-- Problem --
Using the material below, copy every line where "shoreline" appears.

-- Record excerpts --
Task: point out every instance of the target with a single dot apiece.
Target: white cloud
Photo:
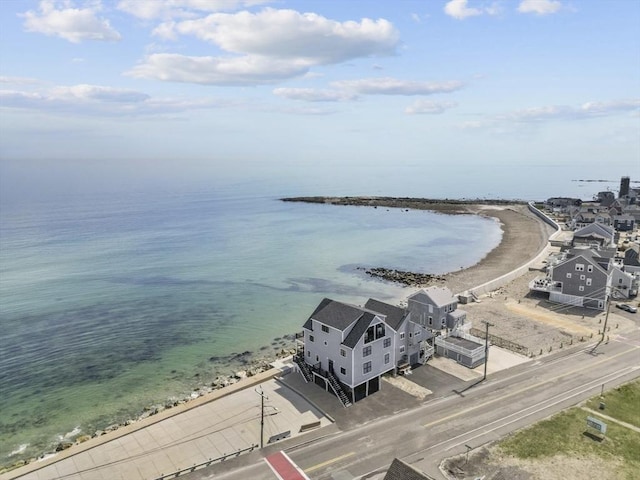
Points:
(429, 107)
(545, 114)
(460, 10)
(96, 100)
(60, 19)
(314, 95)
(290, 34)
(167, 9)
(564, 112)
(246, 70)
(268, 46)
(539, 7)
(393, 86)
(19, 80)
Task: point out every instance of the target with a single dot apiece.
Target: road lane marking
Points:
(517, 392)
(519, 415)
(329, 462)
(283, 467)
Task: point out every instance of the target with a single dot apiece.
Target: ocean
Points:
(113, 303)
(119, 295)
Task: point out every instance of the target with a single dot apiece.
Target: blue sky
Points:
(202, 88)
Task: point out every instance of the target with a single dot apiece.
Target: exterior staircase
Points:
(305, 369)
(338, 390)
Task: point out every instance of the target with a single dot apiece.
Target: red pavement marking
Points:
(284, 468)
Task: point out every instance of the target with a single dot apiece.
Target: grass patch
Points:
(622, 403)
(567, 434)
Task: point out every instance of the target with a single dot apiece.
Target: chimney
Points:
(624, 187)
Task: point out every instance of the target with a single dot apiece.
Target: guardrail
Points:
(177, 473)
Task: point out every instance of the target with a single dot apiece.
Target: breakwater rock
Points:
(410, 279)
(446, 205)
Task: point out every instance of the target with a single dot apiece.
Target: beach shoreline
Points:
(524, 235)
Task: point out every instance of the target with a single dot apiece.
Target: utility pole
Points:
(486, 347)
(262, 397)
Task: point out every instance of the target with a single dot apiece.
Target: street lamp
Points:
(262, 397)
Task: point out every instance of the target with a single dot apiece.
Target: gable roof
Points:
(394, 316)
(587, 255)
(439, 296)
(335, 314)
(595, 228)
(400, 470)
(358, 329)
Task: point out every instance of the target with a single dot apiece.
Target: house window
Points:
(369, 335)
(366, 367)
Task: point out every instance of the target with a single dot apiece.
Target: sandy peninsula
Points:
(523, 234)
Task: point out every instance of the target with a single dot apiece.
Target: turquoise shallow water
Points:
(111, 304)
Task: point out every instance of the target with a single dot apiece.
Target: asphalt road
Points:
(425, 435)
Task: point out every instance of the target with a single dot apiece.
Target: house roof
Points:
(394, 316)
(439, 296)
(588, 255)
(335, 314)
(597, 229)
(457, 313)
(400, 470)
(358, 329)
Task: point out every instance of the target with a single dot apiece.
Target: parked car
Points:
(627, 308)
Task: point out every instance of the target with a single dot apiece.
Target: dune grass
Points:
(567, 434)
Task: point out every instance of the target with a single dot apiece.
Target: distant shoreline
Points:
(523, 234)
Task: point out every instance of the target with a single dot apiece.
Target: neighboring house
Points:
(585, 278)
(624, 223)
(579, 280)
(436, 308)
(624, 284)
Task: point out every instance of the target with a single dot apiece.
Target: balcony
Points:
(545, 284)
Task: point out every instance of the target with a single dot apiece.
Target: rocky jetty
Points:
(448, 206)
(409, 279)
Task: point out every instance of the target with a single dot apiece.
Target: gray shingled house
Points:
(437, 308)
(346, 349)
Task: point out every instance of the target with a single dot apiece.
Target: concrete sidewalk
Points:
(208, 430)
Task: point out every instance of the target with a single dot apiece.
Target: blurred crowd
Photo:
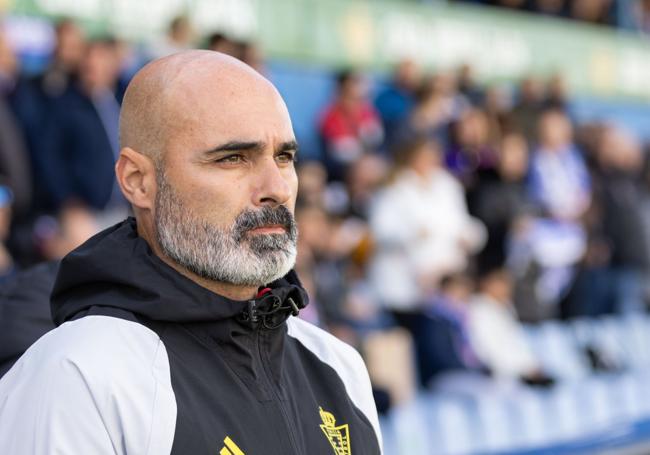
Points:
(440, 213)
(629, 14)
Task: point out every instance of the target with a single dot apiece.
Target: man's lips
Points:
(270, 229)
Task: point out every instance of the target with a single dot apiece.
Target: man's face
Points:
(227, 187)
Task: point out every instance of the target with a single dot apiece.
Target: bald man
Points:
(176, 328)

-- Exercise answer --
Target: beach shoreline
Target: distant shoreline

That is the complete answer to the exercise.